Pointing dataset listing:
_ _ _ _
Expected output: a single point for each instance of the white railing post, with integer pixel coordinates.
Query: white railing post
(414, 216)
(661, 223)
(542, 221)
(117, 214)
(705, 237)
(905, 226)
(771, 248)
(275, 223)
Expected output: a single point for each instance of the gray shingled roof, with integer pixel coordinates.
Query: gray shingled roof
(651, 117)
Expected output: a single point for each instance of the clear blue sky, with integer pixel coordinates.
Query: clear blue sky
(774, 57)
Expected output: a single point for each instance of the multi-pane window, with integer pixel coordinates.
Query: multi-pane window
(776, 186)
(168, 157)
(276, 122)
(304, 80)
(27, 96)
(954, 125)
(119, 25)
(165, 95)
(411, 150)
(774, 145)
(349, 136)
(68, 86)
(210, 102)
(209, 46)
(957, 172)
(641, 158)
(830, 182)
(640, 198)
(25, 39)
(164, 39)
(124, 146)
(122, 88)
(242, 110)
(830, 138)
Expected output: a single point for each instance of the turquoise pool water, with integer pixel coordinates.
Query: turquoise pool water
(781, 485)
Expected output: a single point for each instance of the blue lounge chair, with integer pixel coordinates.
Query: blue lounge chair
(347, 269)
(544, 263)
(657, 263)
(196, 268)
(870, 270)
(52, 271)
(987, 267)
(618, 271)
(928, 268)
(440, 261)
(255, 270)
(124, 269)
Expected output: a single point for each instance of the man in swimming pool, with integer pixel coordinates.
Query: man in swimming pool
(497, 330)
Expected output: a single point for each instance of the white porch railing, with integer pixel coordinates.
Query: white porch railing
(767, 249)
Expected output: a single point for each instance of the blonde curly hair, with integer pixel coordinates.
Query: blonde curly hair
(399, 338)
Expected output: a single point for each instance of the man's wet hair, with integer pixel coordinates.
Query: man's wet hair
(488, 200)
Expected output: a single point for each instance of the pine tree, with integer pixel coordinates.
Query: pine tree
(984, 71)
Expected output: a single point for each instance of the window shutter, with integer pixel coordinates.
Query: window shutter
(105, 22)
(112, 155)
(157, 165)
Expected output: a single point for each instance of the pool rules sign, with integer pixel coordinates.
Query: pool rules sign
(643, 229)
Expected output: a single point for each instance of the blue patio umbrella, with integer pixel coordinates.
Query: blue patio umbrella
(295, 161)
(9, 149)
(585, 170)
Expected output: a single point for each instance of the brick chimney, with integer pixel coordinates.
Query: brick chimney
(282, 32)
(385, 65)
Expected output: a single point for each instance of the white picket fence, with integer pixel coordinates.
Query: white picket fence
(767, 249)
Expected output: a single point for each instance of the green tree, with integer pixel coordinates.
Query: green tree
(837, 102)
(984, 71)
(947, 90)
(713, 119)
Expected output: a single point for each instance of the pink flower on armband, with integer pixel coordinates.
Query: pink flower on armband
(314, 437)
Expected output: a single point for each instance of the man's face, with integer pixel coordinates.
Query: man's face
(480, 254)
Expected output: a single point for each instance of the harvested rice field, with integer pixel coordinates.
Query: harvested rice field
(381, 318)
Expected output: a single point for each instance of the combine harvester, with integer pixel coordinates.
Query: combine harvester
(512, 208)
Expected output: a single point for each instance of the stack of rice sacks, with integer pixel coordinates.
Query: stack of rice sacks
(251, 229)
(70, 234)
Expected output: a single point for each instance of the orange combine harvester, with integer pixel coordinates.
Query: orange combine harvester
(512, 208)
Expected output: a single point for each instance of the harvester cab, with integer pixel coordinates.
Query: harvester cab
_ _ _ _
◆ **Goal**
Please present every line of the listing above as a numbered list, leaving out any blank lines.

◆ **Solution for this task**
1. Expected output: a single point for each instance of the white railing post, with integer pixel coordinates.
2. Query: white railing post
3. (414, 216)
4. (661, 223)
5. (542, 221)
6. (117, 214)
7. (705, 237)
8. (905, 226)
9. (771, 248)
10. (275, 223)
11. Expected output: a single point for each instance of the gray shingled roof, with integer pixel coordinates.
12. Query: gray shingled roof
13. (651, 117)
14. Expected output: a single point for each instance of the clear blue sky, with integer pixel coordinates.
15. Query: clear blue sky
16. (774, 57)
17. Expected output: a single point for each instance of the multi-pane window, with integer pixel coordinates.
18. Query: multi-pane window
19. (776, 186)
20. (168, 157)
21. (276, 122)
22. (304, 80)
23. (27, 96)
24. (954, 125)
25. (119, 25)
26. (165, 95)
27. (411, 150)
28. (774, 145)
29. (349, 136)
30. (68, 86)
31. (210, 102)
32. (209, 46)
33. (957, 172)
34. (641, 158)
35. (830, 182)
36. (640, 198)
37. (25, 39)
38. (164, 39)
39. (124, 146)
40. (122, 88)
41. (242, 110)
42. (830, 138)
43. Expected output: a single point for each instance of the turquoise pool water, with integer pixel coordinates.
44. Query: turquoise pool water
45. (781, 485)
46. Expected output: a single point for each instance of the blue lounge chair, with integer pixel coordinates.
47. Query: blue lounge chair
48. (347, 269)
49. (544, 263)
50. (657, 263)
51. (196, 268)
52. (870, 270)
53. (52, 271)
54. (987, 267)
55. (618, 271)
56. (928, 268)
57. (440, 261)
58. (255, 270)
59. (124, 269)
60. Expected output: a single point for each instance of the man in swimming pool, with integer pixel coordinates.
61. Query: man in swimming pool
62. (497, 330)
63. Expected output: a single point for each instance of the white porch railing, with integer pixel coordinates.
64. Query: white porch railing
65. (767, 249)
66. Expected output: a single point for each instance of the blonde curly hair, with integer pixel coordinates.
67. Query: blonde curly hair
68. (399, 338)
69. Expected output: a single point for each instance of the man's wet hair, with integer pixel coordinates.
70. Query: man's wet hair
71. (488, 200)
72. Expected output: a single point for each instance of the pine tree, with integer pixel coordinates.
73. Query: pine tree
74. (984, 71)
75. Expected output: a single point for each instance of the window shutter, with integer pixel coordinates.
76. Query: window shutter
77. (105, 22)
78. (112, 155)
79. (157, 165)
80. Expected output: a single point for each instance of the pool rules sign, with integer pixel coordinates.
81. Query: pool rules sign
82. (643, 229)
83. Expected output: a single point for each instance of the blue patio umbrella, with integer pixel coordinates.
84. Query: blue patio umbrella
85. (295, 161)
86. (9, 149)
87. (585, 170)
88. Expected output: a single point for each instance of the brick chimney, with integer pixel coordinates.
89. Query: brick chimney
90. (282, 32)
91. (385, 65)
92. Expected output: a single point for each instance of the white picket fence, with integer pixel coordinates.
93. Query: white picket fence
94. (767, 249)
95. Expected output: a single point for each instance of the green tree, with integer pixel coordinates.
96. Query: green tree
97. (837, 102)
98. (984, 71)
99. (947, 90)
100. (713, 119)
101. Expected output: a single point for each instance of the pink flower on armband, with integer pixel coordinates.
102. Query: pink flower on armband
103. (314, 437)
104. Expected output: a single point for each instance of the man's face, with integer pixel coordinates.
105. Query: man's face
106. (480, 254)
107. Expected output: a single point for each instance of the harvested rice field, with integer pixel coordinates.
108. Query: harvested rice field
109. (381, 318)
110. Expected output: a single point for each instance of the combine harvester, with integer pixel coordinates.
111. Query: combine harvester
112. (512, 208)
113. Expected output: a single point for each instance of the stack of rice sacks, with integer pixel coordinates.
114. Query: stack of rice sacks
115. (251, 229)
116. (70, 234)
117. Expected output: a single point for each instance of the orange combine harvester, with integer pixel coordinates.
118. Query: orange combine harvester
119. (512, 208)
120. Expected output: a single point for each instance of the harvester cab, with integer pixel coordinates.
121. Query: harvester cab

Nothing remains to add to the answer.